Labeling items for picture shapes
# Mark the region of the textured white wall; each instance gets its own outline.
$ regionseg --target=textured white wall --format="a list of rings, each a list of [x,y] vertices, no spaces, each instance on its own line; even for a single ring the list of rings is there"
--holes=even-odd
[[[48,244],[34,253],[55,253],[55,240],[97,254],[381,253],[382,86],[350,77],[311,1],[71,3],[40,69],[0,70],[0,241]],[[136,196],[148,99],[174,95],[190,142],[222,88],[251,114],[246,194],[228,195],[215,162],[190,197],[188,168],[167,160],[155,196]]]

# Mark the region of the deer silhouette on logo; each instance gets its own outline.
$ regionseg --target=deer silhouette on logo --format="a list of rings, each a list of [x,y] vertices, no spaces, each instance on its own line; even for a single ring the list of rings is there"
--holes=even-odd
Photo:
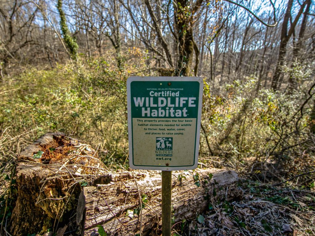
[[[168,140],[166,140],[165,142],[166,143],[166,147],[167,148],[170,148],[172,147],[172,144],[169,143]]]

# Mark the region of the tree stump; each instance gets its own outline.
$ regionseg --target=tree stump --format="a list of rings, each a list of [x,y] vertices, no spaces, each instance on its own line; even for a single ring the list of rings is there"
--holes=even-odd
[[[48,133],[18,156],[18,197],[10,221],[15,236],[55,232],[75,214],[81,185],[108,172],[89,145]]]
[[[77,215],[82,235],[98,235],[101,225],[108,235],[133,236],[140,233],[141,217],[143,235],[160,228],[160,173],[120,171],[112,174],[107,184],[84,188]],[[209,201],[228,200],[239,194],[235,184],[238,177],[234,171],[197,169],[173,173],[172,209],[176,222],[195,219]],[[144,207],[142,213],[140,202]]]

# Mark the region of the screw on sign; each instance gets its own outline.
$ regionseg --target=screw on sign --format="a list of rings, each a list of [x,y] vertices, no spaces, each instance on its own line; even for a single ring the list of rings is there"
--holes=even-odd
[[[203,88],[197,77],[127,81],[129,165],[162,171],[163,236],[171,234],[171,171],[198,165]]]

## [Short exercise]
Format this listing as a two-column CSV with the header instruction,outline, giving one row for each item. Put each item's full text in the instruction field and its answer in the outline field, quote both fields, change any line breaks to spaces, and leave out the pictures.

## [The output]
instruction,outline
"# Mark the region of the textured white wall; each instance gets its own outline. $ regionseg --target=textured white wall --format=""a list of rings, each a list of [x,y] vertices, no spaces, each instance on its own line; even for a single ring the list of rings is there"" --holes=even-odd","[[[48,244],[34,253],[55,253],[55,240],[97,254],[381,253],[382,86],[350,77],[311,1],[71,3],[40,69],[0,70],[0,241]],[[136,196],[148,99],[174,95],[190,142],[222,88],[251,114],[246,194],[228,195],[215,162],[190,197],[188,168],[167,160],[155,196]]]"
"# Mark the region of the deer silhouette on logo; each instance gets its own outline. $ regionseg --target=deer silhouette on logo --format=""a list of rings, each a list of [x,y] vertices, no spaces, each instance on its own line; even for a single ring the list of rings is there"" --holes=even-odd Photo:","[[[168,140],[166,140],[165,142],[166,143],[166,147],[167,148],[170,148],[172,147],[172,144],[169,143]]]"
"# Mark the region of the tree stump; each instance gets its own outline. $ regionseg --target=tree stump --format=""a list of rings, each a list of [x,y] vertices, no spaces, each instance on its own line; even for a single ring the list of rings is there"" --holes=even-odd","[[[48,133],[18,156],[18,197],[10,221],[15,236],[55,232],[75,214],[81,185],[108,172],[89,145]]] [[[77,215],[82,235],[98,235],[101,225],[108,235],[133,236],[140,233],[141,217],[143,235],[160,228],[160,173],[120,171],[112,174],[107,184],[84,188]],[[209,201],[228,200],[239,194],[235,184],[238,177],[234,171],[197,169],[173,173],[172,209],[176,222],[195,219]],[[144,207],[142,213],[140,202]]]"
"# Mark the region of the screw on sign; each instance gets its own outline. $ regionseg --target=screw on sign --format=""a list of rings, each a list of [x,y] vertices, no spaces, each instance on its own line; even for a single ring the list of rings is there"" --holes=even-odd","[[[203,88],[197,77],[127,81],[129,165],[162,171],[163,236],[171,234],[171,171],[198,165]]]"